_Data lines_:
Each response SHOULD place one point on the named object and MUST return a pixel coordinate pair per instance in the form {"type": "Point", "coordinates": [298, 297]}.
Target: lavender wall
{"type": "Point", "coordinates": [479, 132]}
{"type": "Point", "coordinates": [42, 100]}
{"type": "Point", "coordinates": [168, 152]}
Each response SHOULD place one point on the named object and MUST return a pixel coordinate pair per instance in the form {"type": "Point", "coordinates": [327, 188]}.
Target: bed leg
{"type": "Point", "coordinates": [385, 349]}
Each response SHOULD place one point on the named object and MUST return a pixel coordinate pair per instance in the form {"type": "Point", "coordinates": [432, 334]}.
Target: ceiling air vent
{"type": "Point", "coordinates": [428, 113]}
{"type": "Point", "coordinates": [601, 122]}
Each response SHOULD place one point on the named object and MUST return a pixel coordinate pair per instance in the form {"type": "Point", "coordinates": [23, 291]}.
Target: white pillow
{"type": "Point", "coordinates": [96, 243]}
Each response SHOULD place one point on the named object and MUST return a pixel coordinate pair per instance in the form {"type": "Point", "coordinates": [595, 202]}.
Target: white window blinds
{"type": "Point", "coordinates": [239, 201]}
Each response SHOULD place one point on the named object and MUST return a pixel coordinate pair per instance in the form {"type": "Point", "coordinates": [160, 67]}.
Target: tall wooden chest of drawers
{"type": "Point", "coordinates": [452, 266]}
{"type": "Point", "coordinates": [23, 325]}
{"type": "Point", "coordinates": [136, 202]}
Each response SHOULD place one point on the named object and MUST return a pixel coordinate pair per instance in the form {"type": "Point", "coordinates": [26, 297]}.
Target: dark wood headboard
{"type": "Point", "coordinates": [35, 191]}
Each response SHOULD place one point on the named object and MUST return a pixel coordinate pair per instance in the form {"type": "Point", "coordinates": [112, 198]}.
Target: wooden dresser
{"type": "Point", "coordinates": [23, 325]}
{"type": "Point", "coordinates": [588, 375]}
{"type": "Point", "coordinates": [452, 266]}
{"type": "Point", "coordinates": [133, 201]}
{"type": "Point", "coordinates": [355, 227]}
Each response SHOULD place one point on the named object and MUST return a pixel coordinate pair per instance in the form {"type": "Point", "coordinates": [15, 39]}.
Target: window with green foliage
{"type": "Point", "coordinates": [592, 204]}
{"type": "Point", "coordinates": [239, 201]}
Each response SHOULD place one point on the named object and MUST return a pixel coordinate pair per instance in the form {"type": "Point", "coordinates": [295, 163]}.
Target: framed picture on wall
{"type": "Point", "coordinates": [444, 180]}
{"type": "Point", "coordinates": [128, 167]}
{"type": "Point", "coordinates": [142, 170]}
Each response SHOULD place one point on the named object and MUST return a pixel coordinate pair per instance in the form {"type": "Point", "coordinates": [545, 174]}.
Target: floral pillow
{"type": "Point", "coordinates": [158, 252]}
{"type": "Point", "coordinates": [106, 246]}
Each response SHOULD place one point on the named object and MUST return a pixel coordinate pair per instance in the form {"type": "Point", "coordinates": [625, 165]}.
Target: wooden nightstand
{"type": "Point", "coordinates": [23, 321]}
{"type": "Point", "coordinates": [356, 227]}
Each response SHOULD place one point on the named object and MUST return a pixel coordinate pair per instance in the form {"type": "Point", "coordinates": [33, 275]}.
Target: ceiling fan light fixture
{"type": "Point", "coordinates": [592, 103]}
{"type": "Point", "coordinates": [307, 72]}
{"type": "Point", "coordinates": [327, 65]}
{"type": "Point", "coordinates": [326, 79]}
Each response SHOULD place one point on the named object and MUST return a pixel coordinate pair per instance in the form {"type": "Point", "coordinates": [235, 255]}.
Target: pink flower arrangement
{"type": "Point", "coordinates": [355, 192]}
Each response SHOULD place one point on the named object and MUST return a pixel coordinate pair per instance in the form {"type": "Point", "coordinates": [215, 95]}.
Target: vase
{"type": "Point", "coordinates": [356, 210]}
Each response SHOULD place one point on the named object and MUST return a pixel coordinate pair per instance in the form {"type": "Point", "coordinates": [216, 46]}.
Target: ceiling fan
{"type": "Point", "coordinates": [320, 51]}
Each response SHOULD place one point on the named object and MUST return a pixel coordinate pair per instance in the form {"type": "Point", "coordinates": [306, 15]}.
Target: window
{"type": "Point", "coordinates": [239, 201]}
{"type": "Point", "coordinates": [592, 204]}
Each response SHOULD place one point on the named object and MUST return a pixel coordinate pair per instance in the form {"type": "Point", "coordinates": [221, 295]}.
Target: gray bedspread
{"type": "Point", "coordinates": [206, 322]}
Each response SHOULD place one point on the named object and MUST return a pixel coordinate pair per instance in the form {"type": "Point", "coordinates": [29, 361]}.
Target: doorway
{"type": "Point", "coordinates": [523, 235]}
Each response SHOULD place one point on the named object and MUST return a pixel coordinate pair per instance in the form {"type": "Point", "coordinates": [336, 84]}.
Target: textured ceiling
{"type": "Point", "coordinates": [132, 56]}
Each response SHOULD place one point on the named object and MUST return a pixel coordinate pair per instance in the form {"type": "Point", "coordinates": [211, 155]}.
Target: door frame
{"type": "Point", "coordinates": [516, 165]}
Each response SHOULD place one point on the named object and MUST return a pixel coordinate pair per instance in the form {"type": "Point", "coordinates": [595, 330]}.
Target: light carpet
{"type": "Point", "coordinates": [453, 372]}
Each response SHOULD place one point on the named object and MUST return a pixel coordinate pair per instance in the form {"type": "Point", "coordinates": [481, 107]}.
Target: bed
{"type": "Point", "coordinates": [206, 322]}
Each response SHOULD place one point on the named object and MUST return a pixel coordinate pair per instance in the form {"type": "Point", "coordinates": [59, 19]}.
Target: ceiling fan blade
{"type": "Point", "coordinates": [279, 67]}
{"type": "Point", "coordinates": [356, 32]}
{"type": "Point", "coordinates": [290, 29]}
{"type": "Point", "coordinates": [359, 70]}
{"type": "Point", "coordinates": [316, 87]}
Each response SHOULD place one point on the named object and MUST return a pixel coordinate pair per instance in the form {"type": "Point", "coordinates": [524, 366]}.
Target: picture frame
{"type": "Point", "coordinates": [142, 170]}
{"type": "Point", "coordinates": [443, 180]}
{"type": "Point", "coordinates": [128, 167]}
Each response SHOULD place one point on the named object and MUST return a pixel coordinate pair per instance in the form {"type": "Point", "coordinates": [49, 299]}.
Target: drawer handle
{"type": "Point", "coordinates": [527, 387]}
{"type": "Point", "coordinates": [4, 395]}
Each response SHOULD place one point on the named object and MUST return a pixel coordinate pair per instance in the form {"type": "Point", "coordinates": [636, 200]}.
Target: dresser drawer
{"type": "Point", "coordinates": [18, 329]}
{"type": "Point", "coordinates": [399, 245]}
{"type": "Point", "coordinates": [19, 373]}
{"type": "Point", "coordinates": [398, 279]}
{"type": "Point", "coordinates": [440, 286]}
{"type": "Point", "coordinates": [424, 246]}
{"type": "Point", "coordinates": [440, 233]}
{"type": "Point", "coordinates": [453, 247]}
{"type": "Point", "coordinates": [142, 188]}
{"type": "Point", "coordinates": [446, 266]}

_The exercise_: Print out every record again, exactly and in full.

_Solution_:
Each response SHOULD place one point on the named object and MUST return a pixel coordinate pair per instance in the form {"type": "Point", "coordinates": [298, 297]}.
Target: lavender wall
{"type": "Point", "coordinates": [479, 132]}
{"type": "Point", "coordinates": [42, 100]}
{"type": "Point", "coordinates": [168, 152]}
Each response SHOULD place one point on the named object and MUST return a pixel coordinate pair per instance in the form {"type": "Point", "coordinates": [327, 188]}.
Target: bed leg
{"type": "Point", "coordinates": [385, 349]}
Each response SHOULD place one point on the named object and MUST return a pixel coordinate pair per instance in the form {"type": "Point", "coordinates": [432, 334]}.
Target: ceiling air vent
{"type": "Point", "coordinates": [428, 113]}
{"type": "Point", "coordinates": [601, 122]}
Each response SHOULD place one point on the named object and MUST return a pixel coordinate pair per instance in the form {"type": "Point", "coordinates": [23, 291]}.
Target: white pillow
{"type": "Point", "coordinates": [96, 243]}
Each response SHOULD place one point on the named object and MUST return a pixel coordinate pair per instance in the form {"type": "Point", "coordinates": [595, 202]}.
Target: white window blinds
{"type": "Point", "coordinates": [239, 201]}
Each response SHOULD place one point on the named object and MUST return a pixel coordinate pair per instance in the form {"type": "Point", "coordinates": [160, 67]}.
Target: tall wooden chest of drawers
{"type": "Point", "coordinates": [452, 266]}
{"type": "Point", "coordinates": [23, 325]}
{"type": "Point", "coordinates": [136, 202]}
Each response SHOULD place one point on the named object and MUST return a pixel coordinate pair per instance in the form {"type": "Point", "coordinates": [26, 297]}.
Target: dark wood headboard
{"type": "Point", "coordinates": [35, 191]}
Each response SHOULD place one point on the named object and MUST return a pixel coordinate pair per instance in the form {"type": "Point", "coordinates": [112, 198]}.
Target: wooden dresser
{"type": "Point", "coordinates": [23, 325]}
{"type": "Point", "coordinates": [588, 375]}
{"type": "Point", "coordinates": [452, 266]}
{"type": "Point", "coordinates": [133, 201]}
{"type": "Point", "coordinates": [355, 227]}
Each response SHOULD place one point on the named object and MUST return a pixel coordinate pair per instance in the form {"type": "Point", "coordinates": [15, 39]}.
Target: window with green foliage
{"type": "Point", "coordinates": [592, 204]}
{"type": "Point", "coordinates": [239, 201]}
Each response SHOULD place one point on the named object and MUST return a pixel coordinate pair per instance in the form {"type": "Point", "coordinates": [295, 163]}.
Target: framed picture on wall
{"type": "Point", "coordinates": [444, 180]}
{"type": "Point", "coordinates": [128, 167]}
{"type": "Point", "coordinates": [142, 170]}
Each response SHOULD place one point on the named object and MUST return a pixel coordinate pair per instance in the form {"type": "Point", "coordinates": [545, 174]}.
Target: floral pillow
{"type": "Point", "coordinates": [158, 252]}
{"type": "Point", "coordinates": [106, 246]}
Each response SHOULD place one point on the named object and MUST return a pixel coordinate pair per instance in the form {"type": "Point", "coordinates": [625, 165]}.
Target: wooden nightstand
{"type": "Point", "coordinates": [23, 321]}
{"type": "Point", "coordinates": [356, 227]}
Each response SHOULD place one point on the named object and MUST return a pixel coordinate pair per instance in the form {"type": "Point", "coordinates": [33, 275]}.
Target: ceiling fan light fixture
{"type": "Point", "coordinates": [592, 103]}
{"type": "Point", "coordinates": [307, 72]}
{"type": "Point", "coordinates": [327, 65]}
{"type": "Point", "coordinates": [326, 79]}
Each response SHOULD place one point on the named object and MUST return a pixel coordinate pair per instance in the form {"type": "Point", "coordinates": [235, 255]}.
Target: pink flower arrangement
{"type": "Point", "coordinates": [355, 192]}
Each response SHOULD place one point on the named object and MUST return a pixel coordinate pair per instance in the form {"type": "Point", "coordinates": [215, 95]}.
Target: vase
{"type": "Point", "coordinates": [356, 210]}
Each response SHOULD place one point on the named object and MUST return a pixel coordinate pair per instance in the form {"type": "Point", "coordinates": [216, 46]}.
Target: ceiling fan
{"type": "Point", "coordinates": [320, 51]}
Each response SHOULD place one point on the named object and MUST return a pixel coordinate pair per instance in the form {"type": "Point", "coordinates": [306, 15]}.
Target: window
{"type": "Point", "coordinates": [239, 201]}
{"type": "Point", "coordinates": [592, 204]}
Each response SHOULD place one point on the named object and MUST return a pixel coordinate pair per instance in the form {"type": "Point", "coordinates": [221, 295]}.
Target: gray bedspread
{"type": "Point", "coordinates": [206, 322]}
Each response SHOULD place one point on the named object and MUST return a pixel coordinate pair per instance in the form {"type": "Point", "coordinates": [29, 361]}.
Target: doorway
{"type": "Point", "coordinates": [523, 235]}
Each response SHOULD place one point on the named object and MUST return a pixel coordinate pair per instance in the form {"type": "Point", "coordinates": [336, 84]}.
Target: textured ceiling
{"type": "Point", "coordinates": [132, 56]}
Each response SHOULD place one point on the named object and MUST return a pixel coordinate pair per instance in the form {"type": "Point", "coordinates": [211, 155]}.
Target: door frame
{"type": "Point", "coordinates": [516, 165]}
Each response SHOULD place one point on the named object and MUST return a pixel coordinate pair per instance in the form {"type": "Point", "coordinates": [595, 330]}.
Target: light carpet
{"type": "Point", "coordinates": [453, 372]}
Each response SHOULD place one point on the named object and MUST return a pixel coordinate pair per instance in the form {"type": "Point", "coordinates": [481, 107]}.
Target: bed
{"type": "Point", "coordinates": [206, 322]}
Each response SHOULD place one point on the named object and MUST return a pixel coordinate pair per instance in the form {"type": "Point", "coordinates": [59, 19]}.
Target: ceiling fan blade
{"type": "Point", "coordinates": [279, 67]}
{"type": "Point", "coordinates": [356, 32]}
{"type": "Point", "coordinates": [290, 29]}
{"type": "Point", "coordinates": [359, 70]}
{"type": "Point", "coordinates": [316, 87]}
Each response SHOULD place one point on the named object and MUST return a pixel coordinate pair per instance in the form {"type": "Point", "coordinates": [524, 366]}.
Target: picture frame
{"type": "Point", "coordinates": [142, 170]}
{"type": "Point", "coordinates": [443, 180]}
{"type": "Point", "coordinates": [128, 167]}
Each response SHOULD place one point on the named object and MUST return a pixel coordinate pair per instance in the form {"type": "Point", "coordinates": [49, 299]}.
Target: drawer handle
{"type": "Point", "coordinates": [527, 387]}
{"type": "Point", "coordinates": [4, 395]}
Each response SHOULD place one point on the named object and MUST return a pixel coordinate pair per instance in the form {"type": "Point", "coordinates": [636, 200]}.
Target: dresser drawer
{"type": "Point", "coordinates": [18, 329]}
{"type": "Point", "coordinates": [399, 245]}
{"type": "Point", "coordinates": [19, 373]}
{"type": "Point", "coordinates": [398, 279]}
{"type": "Point", "coordinates": [440, 286]}
{"type": "Point", "coordinates": [424, 246]}
{"type": "Point", "coordinates": [440, 233]}
{"type": "Point", "coordinates": [453, 247]}
{"type": "Point", "coordinates": [142, 188]}
{"type": "Point", "coordinates": [446, 266]}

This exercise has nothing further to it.